Linux-NFS Archive on lore.kernel.org
 help / color / Atom feed
From: Trond Myklebust <trondmy@gmail.com>
To: "J. Bruce Fields" <bfields@redhat.com>
Cc: linux-nfs@vger.kernel.org
Subject: [PATCH 0/9] Fix error reporting for NFS writes
Date: Mon,  6 Jan 2020 13:40:28 -0500
Message-ID: <20200106184037.563557-1-trond.myklebust@hammerspace.com> (raw)

In cases where we have transient errors, such as ENOSPC, it is important
to ensure that errors are reported on all writes that may be affected.

The problem we have is that not all errors are guaranteed to be reported
at write time. Some are reported only when we call fsync(). In
particular, this can be a problem for stable NFS writes. Since most
filesystems protect the write to the page cache with the inode lock,
but do not protect the subsequent call to generic_write_sync(), this
means that if we have parallel writes to the same file, we can end up
assigning the error to the wrong stable write call. If the application
expects to be able to fix the transient errors, it may end up replaying
the wrong write. One area where we have seen this happen is in flexfiles
writes, where the server is capable of freeing up space on the DS in
case of ENOSPC.

### [Listed records]
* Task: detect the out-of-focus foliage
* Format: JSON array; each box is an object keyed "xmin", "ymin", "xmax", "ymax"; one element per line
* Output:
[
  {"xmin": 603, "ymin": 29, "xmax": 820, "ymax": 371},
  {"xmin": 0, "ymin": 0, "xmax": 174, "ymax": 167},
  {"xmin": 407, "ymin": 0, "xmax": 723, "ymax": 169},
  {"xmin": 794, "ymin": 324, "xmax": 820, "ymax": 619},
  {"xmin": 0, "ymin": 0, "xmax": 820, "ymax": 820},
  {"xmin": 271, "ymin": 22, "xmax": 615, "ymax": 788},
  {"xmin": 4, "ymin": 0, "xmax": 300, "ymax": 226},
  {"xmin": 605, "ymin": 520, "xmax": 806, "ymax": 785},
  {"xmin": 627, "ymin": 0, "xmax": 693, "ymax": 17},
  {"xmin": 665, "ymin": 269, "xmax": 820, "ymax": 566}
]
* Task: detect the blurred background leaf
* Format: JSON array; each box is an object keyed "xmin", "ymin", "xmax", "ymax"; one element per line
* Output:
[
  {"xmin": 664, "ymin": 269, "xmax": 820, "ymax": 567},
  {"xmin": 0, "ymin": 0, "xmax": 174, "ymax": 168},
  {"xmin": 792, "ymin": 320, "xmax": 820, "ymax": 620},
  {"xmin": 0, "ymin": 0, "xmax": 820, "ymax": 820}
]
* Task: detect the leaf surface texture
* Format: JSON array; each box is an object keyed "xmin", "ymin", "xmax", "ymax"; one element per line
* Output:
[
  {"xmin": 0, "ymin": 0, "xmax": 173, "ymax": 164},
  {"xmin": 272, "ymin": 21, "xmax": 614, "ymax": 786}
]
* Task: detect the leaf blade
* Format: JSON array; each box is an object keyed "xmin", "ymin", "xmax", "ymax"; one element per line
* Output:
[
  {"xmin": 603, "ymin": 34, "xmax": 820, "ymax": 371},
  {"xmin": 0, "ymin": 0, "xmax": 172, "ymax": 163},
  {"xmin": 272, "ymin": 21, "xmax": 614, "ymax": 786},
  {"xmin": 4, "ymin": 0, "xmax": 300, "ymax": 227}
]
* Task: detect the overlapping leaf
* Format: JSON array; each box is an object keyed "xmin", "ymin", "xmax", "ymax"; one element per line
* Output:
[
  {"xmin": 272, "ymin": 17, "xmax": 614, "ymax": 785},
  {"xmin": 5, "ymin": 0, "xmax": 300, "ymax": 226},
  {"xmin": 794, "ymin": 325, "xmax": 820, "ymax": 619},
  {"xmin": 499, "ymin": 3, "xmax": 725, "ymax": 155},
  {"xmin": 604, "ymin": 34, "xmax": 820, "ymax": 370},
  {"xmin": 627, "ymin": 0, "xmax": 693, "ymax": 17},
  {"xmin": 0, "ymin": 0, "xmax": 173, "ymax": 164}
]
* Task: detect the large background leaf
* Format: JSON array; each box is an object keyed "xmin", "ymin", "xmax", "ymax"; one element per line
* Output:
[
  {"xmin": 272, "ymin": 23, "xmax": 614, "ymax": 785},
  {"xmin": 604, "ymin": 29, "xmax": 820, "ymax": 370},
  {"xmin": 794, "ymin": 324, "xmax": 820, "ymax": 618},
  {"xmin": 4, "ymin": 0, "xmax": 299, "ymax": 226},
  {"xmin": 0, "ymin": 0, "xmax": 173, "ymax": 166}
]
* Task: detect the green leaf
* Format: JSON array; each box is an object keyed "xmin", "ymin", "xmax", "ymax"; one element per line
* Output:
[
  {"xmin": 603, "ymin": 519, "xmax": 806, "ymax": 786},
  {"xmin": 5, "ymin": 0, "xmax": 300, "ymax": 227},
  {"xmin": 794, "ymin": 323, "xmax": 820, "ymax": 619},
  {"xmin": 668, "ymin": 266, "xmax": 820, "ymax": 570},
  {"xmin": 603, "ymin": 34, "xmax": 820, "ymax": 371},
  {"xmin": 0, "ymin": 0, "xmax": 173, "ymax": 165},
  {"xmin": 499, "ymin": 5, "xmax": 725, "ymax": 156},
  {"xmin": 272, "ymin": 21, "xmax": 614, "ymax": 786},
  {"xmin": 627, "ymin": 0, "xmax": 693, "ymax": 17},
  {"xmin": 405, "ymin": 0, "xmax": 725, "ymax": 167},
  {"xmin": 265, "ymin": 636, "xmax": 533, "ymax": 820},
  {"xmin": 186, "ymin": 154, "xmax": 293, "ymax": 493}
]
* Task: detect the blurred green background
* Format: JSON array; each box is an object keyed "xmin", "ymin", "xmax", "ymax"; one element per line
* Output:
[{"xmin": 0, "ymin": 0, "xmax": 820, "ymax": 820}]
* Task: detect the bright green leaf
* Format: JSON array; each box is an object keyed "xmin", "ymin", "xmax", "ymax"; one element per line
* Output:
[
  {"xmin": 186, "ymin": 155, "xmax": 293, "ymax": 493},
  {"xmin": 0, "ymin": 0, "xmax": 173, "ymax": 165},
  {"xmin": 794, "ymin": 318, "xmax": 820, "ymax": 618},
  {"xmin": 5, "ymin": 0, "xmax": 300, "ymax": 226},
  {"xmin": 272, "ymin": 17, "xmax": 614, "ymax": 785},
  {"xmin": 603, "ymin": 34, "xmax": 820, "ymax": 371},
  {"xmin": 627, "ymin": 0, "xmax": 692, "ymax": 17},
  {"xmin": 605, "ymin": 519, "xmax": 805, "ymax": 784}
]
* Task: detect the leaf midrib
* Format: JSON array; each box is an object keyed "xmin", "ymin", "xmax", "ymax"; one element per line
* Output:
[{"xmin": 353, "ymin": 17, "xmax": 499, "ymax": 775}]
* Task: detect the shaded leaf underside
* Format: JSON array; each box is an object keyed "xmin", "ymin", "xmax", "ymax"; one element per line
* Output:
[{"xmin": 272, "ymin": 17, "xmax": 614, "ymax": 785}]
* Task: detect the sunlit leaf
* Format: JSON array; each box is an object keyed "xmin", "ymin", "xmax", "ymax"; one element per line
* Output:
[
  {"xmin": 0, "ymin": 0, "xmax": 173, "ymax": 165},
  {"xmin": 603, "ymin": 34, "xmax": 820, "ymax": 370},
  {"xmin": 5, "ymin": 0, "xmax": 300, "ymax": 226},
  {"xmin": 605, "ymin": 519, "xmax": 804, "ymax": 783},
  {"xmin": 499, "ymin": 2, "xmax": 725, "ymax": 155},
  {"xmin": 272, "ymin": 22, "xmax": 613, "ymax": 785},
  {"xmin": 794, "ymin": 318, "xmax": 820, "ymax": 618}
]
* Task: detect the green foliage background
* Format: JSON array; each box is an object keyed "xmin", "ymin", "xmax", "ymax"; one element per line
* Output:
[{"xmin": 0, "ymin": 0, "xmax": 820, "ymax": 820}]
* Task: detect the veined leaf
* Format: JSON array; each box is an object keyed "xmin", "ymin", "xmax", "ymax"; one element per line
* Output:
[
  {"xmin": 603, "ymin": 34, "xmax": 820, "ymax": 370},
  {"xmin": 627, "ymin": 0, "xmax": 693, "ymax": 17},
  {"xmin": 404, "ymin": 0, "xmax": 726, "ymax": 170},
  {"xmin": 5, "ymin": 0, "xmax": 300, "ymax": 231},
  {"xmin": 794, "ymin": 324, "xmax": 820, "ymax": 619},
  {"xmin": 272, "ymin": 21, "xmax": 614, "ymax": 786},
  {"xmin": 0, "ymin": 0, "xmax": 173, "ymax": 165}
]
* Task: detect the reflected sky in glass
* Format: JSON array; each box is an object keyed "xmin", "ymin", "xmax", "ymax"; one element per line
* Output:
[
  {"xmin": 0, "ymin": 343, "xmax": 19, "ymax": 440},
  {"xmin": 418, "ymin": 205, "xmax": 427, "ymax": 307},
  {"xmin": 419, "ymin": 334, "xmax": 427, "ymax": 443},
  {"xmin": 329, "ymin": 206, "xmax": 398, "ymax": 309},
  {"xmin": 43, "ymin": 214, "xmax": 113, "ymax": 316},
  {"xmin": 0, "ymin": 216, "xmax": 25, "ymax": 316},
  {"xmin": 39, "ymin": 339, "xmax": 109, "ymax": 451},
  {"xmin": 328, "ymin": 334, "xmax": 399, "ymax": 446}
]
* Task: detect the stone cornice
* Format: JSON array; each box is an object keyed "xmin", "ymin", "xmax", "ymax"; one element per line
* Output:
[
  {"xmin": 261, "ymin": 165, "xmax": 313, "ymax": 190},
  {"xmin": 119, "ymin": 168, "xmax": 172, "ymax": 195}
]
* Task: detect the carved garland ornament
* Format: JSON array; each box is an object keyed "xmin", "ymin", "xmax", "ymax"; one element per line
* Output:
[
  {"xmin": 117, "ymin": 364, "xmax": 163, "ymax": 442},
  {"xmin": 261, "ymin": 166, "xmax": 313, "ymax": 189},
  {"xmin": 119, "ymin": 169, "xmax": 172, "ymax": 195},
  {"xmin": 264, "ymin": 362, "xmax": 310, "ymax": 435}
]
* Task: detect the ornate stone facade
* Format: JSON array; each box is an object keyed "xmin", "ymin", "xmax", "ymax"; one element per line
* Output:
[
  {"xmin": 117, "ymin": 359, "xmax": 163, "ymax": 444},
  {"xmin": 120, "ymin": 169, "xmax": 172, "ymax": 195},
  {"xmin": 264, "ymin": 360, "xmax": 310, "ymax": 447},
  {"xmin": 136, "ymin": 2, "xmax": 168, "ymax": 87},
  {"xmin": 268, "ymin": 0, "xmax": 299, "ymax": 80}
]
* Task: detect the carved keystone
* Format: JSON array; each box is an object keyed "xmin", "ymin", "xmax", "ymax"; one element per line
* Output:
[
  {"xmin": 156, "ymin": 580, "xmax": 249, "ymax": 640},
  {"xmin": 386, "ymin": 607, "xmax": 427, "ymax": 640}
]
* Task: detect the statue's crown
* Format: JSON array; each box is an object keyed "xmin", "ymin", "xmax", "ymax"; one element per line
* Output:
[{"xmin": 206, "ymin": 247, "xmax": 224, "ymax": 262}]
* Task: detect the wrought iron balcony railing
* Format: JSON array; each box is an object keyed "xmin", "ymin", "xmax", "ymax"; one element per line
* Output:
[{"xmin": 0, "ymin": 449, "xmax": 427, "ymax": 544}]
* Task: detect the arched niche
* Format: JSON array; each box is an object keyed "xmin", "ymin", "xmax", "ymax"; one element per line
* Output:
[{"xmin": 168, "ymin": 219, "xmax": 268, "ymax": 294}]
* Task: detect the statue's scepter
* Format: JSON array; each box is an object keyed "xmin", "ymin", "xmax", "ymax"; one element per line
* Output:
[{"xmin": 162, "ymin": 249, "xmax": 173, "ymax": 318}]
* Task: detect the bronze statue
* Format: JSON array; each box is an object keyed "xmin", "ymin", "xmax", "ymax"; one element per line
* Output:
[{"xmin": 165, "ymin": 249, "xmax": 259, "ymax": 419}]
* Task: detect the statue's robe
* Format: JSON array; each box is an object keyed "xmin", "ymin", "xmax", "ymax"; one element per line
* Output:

### [Required work]
From the post on NFS write errors, extract the part that opens with the words "Linux-NFS Archive on" and closes with "may be affected.". The items have nothing to do with what follows.

### [Solution to this task]
Linux-NFS Archive on lore.kernel.org
 help / color / Atom feed
From: Trond Myklebust <trondmy@gmail.com>
To: "J. Bruce Fields" <bfields@redhat.com>
Cc: linux-nfs@vger.kernel.org
Subject: [PATCH 0/9] Fix error reporting for NFS writes
Date: Mon,  6 Jan 2020 13:40:28 -0500
Message-ID: <20200106184037.563557-1-trond.myklebust@hammerspace.com> (raw)

In cases where we have transient errors, such as ENOSPC, it is important
to ensure that errors are reported on all writes that may be affected.